* Do this:
Write out the data below word for word, beginning with its first line and continuing through the line that contains "point(931, 194)".

Stored data

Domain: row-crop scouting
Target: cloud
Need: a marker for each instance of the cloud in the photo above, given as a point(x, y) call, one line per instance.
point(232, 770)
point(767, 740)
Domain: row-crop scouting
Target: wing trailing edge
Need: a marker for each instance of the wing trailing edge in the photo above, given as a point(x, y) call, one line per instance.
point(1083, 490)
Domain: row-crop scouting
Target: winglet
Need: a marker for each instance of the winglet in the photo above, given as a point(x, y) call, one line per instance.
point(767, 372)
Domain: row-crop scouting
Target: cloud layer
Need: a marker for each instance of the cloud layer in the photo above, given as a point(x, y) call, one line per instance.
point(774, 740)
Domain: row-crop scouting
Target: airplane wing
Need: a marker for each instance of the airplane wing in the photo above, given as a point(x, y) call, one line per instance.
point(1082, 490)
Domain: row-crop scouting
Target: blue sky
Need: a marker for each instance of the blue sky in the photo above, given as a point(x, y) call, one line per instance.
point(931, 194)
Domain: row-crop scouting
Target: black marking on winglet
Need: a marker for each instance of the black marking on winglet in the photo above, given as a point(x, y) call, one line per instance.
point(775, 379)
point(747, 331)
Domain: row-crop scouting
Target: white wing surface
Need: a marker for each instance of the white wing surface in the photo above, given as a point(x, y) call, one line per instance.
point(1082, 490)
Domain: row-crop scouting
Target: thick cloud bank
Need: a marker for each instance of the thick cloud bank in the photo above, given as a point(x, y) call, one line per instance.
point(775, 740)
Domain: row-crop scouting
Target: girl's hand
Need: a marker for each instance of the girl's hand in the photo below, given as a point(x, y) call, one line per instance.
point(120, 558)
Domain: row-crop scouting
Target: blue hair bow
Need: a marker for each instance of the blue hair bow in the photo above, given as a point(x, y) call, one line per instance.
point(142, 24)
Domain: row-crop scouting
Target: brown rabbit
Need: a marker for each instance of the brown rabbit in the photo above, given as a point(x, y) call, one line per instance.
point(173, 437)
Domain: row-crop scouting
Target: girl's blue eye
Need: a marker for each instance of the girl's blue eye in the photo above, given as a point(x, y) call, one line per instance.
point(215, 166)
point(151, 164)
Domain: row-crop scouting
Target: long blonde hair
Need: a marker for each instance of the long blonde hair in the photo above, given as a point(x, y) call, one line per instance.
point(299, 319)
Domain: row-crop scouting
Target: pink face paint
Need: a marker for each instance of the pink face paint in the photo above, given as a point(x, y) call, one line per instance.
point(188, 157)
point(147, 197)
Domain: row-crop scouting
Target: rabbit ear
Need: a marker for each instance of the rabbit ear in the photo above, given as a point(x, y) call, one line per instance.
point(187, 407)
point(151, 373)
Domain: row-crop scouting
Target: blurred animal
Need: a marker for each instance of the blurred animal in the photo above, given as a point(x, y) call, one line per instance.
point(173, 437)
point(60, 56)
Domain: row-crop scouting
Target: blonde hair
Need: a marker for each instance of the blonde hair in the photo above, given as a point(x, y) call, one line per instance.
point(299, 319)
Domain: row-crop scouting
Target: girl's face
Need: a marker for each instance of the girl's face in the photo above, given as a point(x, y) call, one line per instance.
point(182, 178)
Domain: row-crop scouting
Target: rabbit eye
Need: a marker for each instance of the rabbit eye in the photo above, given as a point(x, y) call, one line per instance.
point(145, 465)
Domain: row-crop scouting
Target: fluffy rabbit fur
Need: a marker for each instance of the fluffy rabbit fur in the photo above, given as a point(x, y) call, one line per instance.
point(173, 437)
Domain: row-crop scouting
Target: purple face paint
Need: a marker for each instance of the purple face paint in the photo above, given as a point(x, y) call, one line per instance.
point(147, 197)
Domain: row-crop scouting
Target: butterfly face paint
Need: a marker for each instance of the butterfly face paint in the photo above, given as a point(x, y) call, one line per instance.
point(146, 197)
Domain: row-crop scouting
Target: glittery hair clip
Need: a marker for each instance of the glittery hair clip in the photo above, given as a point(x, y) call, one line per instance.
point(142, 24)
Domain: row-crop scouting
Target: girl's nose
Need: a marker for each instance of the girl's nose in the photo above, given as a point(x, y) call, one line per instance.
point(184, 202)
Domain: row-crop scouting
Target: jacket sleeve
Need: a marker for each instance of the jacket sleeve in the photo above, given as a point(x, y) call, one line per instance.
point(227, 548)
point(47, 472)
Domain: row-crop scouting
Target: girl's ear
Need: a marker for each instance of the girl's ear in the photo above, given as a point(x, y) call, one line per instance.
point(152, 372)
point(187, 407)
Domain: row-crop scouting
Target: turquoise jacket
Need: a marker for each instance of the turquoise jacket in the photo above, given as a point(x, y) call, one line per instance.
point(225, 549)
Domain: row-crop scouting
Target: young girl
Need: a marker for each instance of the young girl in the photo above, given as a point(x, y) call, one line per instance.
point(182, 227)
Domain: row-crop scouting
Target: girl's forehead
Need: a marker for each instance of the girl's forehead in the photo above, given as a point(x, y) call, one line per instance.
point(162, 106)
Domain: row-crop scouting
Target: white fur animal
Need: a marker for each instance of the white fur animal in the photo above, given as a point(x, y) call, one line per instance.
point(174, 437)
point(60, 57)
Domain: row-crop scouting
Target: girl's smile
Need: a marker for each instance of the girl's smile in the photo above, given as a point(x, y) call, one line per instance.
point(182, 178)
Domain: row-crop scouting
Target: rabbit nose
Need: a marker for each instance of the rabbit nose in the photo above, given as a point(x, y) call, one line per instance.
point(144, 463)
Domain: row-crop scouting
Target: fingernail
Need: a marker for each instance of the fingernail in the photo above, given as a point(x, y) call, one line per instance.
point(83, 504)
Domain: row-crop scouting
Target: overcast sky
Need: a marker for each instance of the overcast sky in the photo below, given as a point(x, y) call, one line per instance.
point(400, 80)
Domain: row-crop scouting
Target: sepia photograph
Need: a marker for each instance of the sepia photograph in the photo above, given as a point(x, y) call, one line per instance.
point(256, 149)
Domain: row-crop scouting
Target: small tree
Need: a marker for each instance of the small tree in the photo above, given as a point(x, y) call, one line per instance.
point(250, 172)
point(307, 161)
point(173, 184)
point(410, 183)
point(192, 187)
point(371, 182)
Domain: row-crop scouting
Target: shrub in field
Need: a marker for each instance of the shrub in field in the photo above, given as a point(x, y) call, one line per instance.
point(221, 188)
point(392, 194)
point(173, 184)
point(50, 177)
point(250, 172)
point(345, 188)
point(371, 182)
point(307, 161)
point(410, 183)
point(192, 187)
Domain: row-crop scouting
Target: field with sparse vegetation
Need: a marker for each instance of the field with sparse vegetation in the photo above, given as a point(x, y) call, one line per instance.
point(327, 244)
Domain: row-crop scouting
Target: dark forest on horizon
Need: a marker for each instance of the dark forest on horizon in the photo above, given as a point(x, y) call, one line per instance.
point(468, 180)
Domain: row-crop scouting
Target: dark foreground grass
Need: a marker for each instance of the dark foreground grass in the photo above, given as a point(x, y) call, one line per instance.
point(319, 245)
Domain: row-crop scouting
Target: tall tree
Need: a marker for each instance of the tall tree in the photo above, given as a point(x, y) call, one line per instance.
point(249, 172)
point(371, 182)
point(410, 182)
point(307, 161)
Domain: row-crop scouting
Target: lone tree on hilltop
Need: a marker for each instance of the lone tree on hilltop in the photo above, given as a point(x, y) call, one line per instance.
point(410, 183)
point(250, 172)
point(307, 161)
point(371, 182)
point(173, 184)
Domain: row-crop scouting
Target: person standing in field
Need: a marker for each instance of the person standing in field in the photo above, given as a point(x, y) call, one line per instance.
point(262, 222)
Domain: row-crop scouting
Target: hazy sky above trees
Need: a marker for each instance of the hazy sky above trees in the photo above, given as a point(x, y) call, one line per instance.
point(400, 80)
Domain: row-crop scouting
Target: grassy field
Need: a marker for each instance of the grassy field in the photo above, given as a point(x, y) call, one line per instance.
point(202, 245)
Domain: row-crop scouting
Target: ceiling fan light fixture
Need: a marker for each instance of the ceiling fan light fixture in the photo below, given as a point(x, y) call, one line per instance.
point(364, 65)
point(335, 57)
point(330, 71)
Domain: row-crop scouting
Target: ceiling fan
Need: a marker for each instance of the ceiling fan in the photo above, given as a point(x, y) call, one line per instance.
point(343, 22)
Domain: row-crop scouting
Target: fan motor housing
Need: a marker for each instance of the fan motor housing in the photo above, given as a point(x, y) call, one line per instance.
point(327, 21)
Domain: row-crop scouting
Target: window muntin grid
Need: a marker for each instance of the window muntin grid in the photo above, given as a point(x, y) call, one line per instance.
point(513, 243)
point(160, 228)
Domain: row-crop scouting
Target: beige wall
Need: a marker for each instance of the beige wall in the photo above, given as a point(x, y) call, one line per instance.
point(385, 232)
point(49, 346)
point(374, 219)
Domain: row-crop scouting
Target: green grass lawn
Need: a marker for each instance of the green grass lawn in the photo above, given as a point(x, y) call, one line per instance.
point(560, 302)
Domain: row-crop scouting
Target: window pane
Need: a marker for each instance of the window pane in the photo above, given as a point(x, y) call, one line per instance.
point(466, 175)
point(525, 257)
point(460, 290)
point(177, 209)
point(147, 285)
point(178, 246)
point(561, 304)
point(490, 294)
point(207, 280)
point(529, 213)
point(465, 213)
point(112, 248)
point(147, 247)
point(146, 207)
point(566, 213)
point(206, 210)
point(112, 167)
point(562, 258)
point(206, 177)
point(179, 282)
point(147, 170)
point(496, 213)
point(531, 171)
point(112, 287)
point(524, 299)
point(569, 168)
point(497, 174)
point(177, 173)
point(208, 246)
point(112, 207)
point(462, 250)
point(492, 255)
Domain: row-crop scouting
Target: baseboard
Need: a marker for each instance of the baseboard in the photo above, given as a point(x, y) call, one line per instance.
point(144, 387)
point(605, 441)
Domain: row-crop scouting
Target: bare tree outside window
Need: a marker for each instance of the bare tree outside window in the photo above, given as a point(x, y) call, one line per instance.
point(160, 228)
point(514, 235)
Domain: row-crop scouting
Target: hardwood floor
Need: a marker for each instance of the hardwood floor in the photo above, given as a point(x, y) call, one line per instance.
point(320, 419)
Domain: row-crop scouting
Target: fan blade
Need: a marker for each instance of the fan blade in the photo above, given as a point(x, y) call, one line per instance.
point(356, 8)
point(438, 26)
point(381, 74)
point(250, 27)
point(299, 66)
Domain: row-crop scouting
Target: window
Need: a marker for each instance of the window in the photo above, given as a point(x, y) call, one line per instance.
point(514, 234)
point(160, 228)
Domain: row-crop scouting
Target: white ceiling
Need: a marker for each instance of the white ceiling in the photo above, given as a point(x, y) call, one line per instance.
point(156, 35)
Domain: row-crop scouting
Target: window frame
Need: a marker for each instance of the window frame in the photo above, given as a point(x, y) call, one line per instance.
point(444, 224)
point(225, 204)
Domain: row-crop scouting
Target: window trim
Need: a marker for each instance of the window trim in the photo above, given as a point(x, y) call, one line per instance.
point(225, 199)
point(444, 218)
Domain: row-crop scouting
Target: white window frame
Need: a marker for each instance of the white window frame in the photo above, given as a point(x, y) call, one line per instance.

* Output:
Domain: row-crop scouting
Target: cloud
Need: a marker for each instance of the cloud in the photo above, given as a point(x, y) call, one line per instance.
point(232, 770)
point(767, 740)
Domain: row-crop scouting
Target: wing trailing edge
Need: a marker for each instance of the wing trailing edge in the photo above, given as a point(x, y) call, one line per instance.
point(1083, 490)
Domain: row-crop scouting
Target: winglet
Need: a marker for each instance of the winglet in the photo above, given as a point(x, y) call, one line per instance.
point(767, 372)
Domain: row-crop scouting
Target: cloud layer
Need: a marker for each instance of the cloud layer in the photo above, given as a point(x, y) call, one line per instance.
point(774, 740)
Domain: row-crop scouting
Target: airplane wing
Need: a marker for each instance of the airplane wing in the photo above, given as a point(x, y) call, one line per instance.
point(1082, 490)
Domain: row-crop scouting
Target: blue sky
Need: a marker for each instance of the blue sky in the photo above, given as a point(x, y) call, one line per instance.
point(931, 194)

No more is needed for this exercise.